Saring materi di bawah ini dengan menyalin setiap baris yang memuat kata "pink". Huruf besar dan huruf kecil dibedakan.

********

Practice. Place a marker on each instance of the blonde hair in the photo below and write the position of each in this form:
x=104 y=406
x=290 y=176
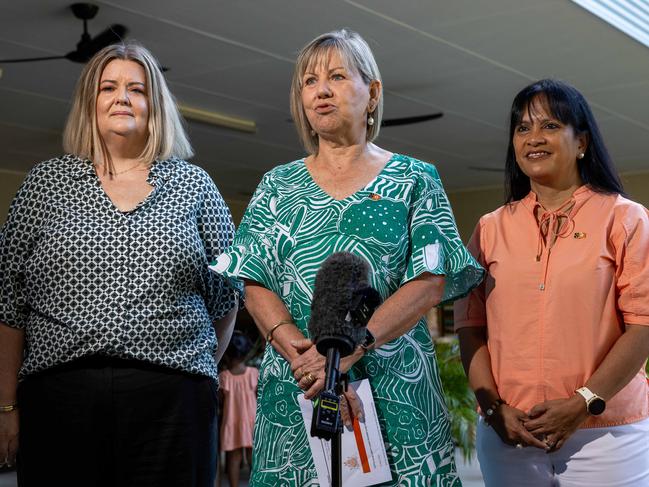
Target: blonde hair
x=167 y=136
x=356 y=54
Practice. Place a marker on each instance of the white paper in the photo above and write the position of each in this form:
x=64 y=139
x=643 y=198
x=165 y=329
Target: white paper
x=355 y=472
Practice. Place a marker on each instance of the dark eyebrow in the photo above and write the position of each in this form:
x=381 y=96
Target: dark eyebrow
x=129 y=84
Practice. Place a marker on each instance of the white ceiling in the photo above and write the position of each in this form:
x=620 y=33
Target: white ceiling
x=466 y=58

********

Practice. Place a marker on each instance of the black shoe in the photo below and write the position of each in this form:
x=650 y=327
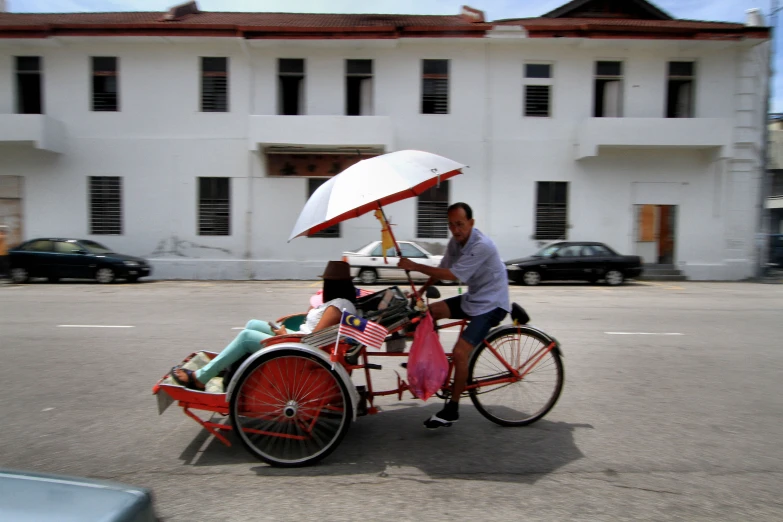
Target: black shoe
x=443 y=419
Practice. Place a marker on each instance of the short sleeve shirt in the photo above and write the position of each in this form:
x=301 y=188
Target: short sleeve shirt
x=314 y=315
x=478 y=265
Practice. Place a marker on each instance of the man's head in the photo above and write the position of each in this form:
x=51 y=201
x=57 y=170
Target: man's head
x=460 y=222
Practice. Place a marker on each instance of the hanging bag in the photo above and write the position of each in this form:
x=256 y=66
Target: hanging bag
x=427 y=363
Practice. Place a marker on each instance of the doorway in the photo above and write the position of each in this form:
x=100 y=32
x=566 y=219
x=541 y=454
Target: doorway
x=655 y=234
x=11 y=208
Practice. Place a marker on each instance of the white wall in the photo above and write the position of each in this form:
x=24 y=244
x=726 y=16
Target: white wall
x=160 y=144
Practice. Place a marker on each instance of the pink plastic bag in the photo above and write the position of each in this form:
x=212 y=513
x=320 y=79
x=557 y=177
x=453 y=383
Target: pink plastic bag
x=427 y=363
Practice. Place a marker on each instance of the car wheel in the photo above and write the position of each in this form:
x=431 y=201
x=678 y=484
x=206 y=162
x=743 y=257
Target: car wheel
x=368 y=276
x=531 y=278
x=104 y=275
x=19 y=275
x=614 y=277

********

Hasil Pengerjaan:
Practice. Place a marker on each instance of the pink plastic bag in the photo above and write the position of each in this form:
Target: pink plastic bag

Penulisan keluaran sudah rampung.